[Coordinate annotation data]

------------------------------------

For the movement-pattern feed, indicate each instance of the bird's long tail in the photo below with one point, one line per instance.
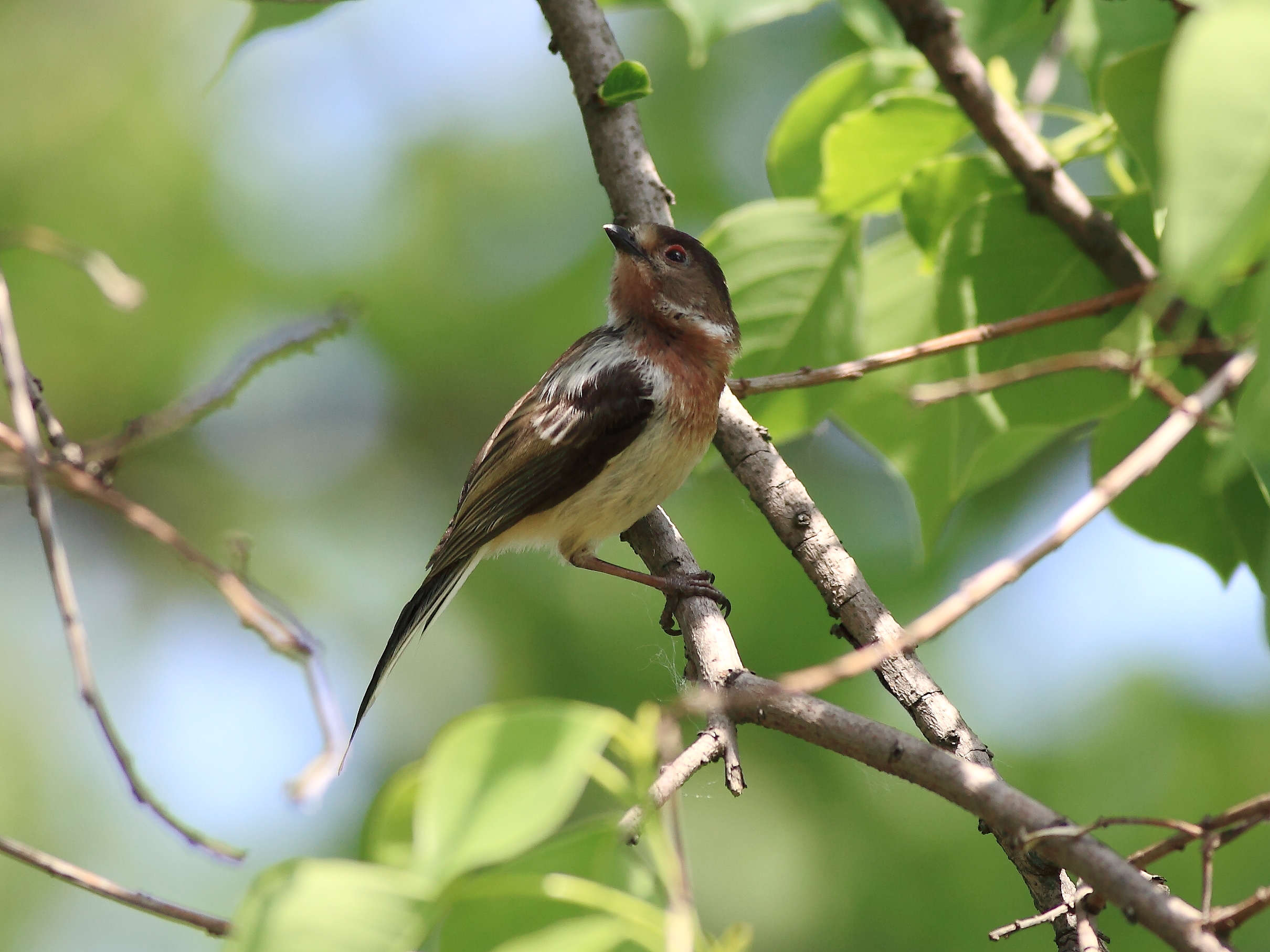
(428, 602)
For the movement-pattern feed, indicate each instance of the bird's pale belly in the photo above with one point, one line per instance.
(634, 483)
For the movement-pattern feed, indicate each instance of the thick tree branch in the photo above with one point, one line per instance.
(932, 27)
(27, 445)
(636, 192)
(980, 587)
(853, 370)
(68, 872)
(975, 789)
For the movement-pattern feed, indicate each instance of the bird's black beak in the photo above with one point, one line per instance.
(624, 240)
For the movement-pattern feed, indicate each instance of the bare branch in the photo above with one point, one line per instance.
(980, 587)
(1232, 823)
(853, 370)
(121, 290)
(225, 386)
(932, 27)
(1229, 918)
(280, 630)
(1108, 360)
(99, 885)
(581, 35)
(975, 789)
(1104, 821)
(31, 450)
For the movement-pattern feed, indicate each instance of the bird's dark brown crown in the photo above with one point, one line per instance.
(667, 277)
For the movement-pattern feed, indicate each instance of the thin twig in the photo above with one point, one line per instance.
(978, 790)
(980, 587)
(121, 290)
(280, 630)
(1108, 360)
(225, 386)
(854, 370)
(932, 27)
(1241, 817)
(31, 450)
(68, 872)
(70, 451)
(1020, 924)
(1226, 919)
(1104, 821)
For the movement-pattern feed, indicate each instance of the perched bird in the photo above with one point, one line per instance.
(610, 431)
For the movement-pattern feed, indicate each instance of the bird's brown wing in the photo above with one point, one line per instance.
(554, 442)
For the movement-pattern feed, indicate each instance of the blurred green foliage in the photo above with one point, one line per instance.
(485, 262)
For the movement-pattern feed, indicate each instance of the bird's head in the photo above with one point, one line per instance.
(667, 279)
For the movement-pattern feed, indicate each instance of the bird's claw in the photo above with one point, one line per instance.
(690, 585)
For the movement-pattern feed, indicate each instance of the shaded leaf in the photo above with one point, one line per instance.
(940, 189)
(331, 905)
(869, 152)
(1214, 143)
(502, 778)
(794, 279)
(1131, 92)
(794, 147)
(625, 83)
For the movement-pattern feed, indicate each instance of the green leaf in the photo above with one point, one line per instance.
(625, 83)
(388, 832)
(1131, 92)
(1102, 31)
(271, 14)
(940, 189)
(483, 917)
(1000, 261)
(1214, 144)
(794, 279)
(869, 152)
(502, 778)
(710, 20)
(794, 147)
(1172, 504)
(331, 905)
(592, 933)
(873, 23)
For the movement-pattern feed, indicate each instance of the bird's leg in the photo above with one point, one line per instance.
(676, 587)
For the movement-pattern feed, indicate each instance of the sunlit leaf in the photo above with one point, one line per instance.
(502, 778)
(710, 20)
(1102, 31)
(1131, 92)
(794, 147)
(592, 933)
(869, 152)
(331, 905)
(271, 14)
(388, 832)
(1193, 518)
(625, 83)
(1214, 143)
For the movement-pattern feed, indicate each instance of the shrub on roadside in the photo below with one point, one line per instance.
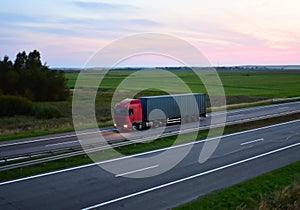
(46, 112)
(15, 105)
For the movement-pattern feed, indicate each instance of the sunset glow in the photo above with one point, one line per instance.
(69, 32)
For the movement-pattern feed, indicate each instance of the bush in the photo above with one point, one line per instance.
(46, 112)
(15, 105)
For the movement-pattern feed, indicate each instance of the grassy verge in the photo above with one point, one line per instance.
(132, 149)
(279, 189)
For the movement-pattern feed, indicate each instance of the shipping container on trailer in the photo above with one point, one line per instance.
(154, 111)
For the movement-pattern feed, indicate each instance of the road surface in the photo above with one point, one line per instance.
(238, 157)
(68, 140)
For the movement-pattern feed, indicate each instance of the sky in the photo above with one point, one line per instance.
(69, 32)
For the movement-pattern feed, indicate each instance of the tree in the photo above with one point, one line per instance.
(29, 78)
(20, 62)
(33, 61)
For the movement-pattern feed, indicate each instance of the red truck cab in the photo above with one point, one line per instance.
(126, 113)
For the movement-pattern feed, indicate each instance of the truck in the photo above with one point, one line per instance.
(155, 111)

------------------------------------

_Task directions_: Convert every line of the data above into a JSON list of strings, one string per line, skipping blank lines. Leave the pictures out.

_Exercise output_:
[
  "For the movement-pattern feed, indicate each instance of the bird's long tail in the photo below with one point, one line per instance.",
  "(428, 602)",
  "For the movement-pattern feed, indicate each instance of the bird's pale belly in the photo above with one point, one line per instance.",
  "(634, 483)",
  "For the movement-pattern feed, indicate each instance of the thick tree branch in the photo above with one point, one line per instance.",
  "(932, 27)",
  "(27, 445)",
  "(636, 192)",
  "(980, 587)",
  "(853, 370)",
  "(68, 872)",
  "(975, 789)",
  "For the movement-pattern feed, indicate each instance of the bird's black beak in the photo above with one point, one line per instance.",
  "(624, 240)",
  "For the movement-pattern feed, indicate each instance of the bare branch in the photo above with one point, one line per instance.",
  "(980, 587)",
  "(1232, 823)",
  "(853, 370)",
  "(121, 290)",
  "(225, 386)",
  "(932, 27)",
  "(1229, 918)",
  "(280, 630)",
  "(1108, 360)",
  "(99, 885)",
  "(581, 35)",
  "(975, 789)",
  "(1104, 821)",
  "(31, 450)",
  "For the movement-pattern feed, indicate each instance of the bird's dark brown crown in the photo above with one point, one line per instance.",
  "(667, 277)",
  "For the movement-pattern feed, indicate each instance of the thin twig in the photo above with one point, one line per instance.",
  "(978, 790)",
  "(980, 587)",
  "(121, 290)",
  "(280, 630)",
  "(1108, 360)",
  "(225, 386)",
  "(854, 370)",
  "(932, 27)",
  "(1241, 817)",
  "(31, 450)",
  "(68, 872)",
  "(70, 451)",
  "(1020, 924)",
  "(1226, 919)",
  "(1104, 821)",
  "For the movement-pattern feed, indicate each instance of the perched bird in the photo above with one point, one line per instance.",
  "(610, 431)",
  "For the movement-pattern feed, indicate each instance of the bird's brown wing in the photo above with one point, one line per instance.",
  "(554, 442)",
  "For the movement-pattern feed, indicate each instance of the blurred green foliage in the photo above with one point, one line per instance.",
  "(485, 262)",
  "For the movement-pattern feed, indicate each instance of the bird's head in the photo above with one point, one line per instance.",
  "(667, 279)",
  "For the movement-pattern feed, indicate each instance of the bird's claw in the photo above with one point, one line per instance.",
  "(690, 585)",
  "For the movement-pattern feed, indicate each instance of the shaded leaf in the photo above with one point, one line per instance.",
  "(940, 189)",
  "(331, 905)",
  "(869, 152)",
  "(1214, 143)",
  "(502, 778)",
  "(794, 279)",
  "(1131, 92)",
  "(794, 147)",
  "(625, 83)",
  "For the movement-pattern feed, indicate each instance of the green leaf in the photo above with one point, one line per instance.",
  "(625, 83)",
  "(388, 832)",
  "(1131, 92)",
  "(1102, 31)",
  "(271, 14)",
  "(940, 189)",
  "(483, 917)",
  "(1000, 261)",
  "(1214, 144)",
  "(794, 279)",
  "(869, 152)",
  "(502, 778)",
  "(710, 20)",
  "(794, 147)",
  "(1172, 504)",
  "(331, 905)",
  "(592, 933)",
  "(873, 23)",
  "For the movement-pattern feed, indicate each instance of the bird's leg in the photo above with one point, one line per instance.",
  "(676, 587)",
  "For the movement-pattern feed, indicate each instance of the sunlit leaf in the photo above with one point, one line per instance.",
  "(502, 778)",
  "(710, 20)",
  "(1102, 31)",
  "(1131, 92)",
  "(794, 147)",
  "(592, 933)",
  "(869, 152)",
  "(331, 905)",
  "(271, 14)",
  "(388, 832)",
  "(1193, 518)",
  "(625, 83)",
  "(1214, 143)",
  "For the movement-pattern feed, indicate each instance of the shrub on roadside in the photo below with one point, one line per instance.",
  "(46, 112)",
  "(15, 105)",
  "For the movement-pattern feed, indicate each instance of the sunset glow in the photo above with one point, one line per instance.",
  "(69, 32)",
  "For the movement-pattern feed, indicate each instance of the bush in the photo above with one point, one line per instance.",
  "(46, 112)",
  "(15, 105)",
  "For the movement-pattern feed, indicate each instance of the grassy verge in the photo above with one point, one line per instance.",
  "(132, 149)",
  "(279, 189)",
  "For the movement-pattern feed, indicate each instance of the shipping container on trailer in the photo above with one point, one line per instance.",
  "(154, 111)",
  "For the movement-pattern feed, indicate each instance of the road surface in the photo above with one point, one line per instance.",
  "(238, 157)",
  "(68, 140)",
  "For the movement-pattern feed, indicate each instance of the sky in the photo above with one point, one line per instance.",
  "(69, 32)",
  "For the movement-pattern feed, indicate each instance of the tree in the photo above with one point, one line per instance.",
  "(29, 78)",
  "(20, 62)",
  "(33, 61)",
  "For the movement-pattern feed, indicate each instance of the red truck cab in the photo above with one point, one line per instance.",
  "(126, 113)",
  "For the movement-pattern feed, indicate each instance of the truck in the photo above with one point, one line per instance.",
  "(155, 111)"
]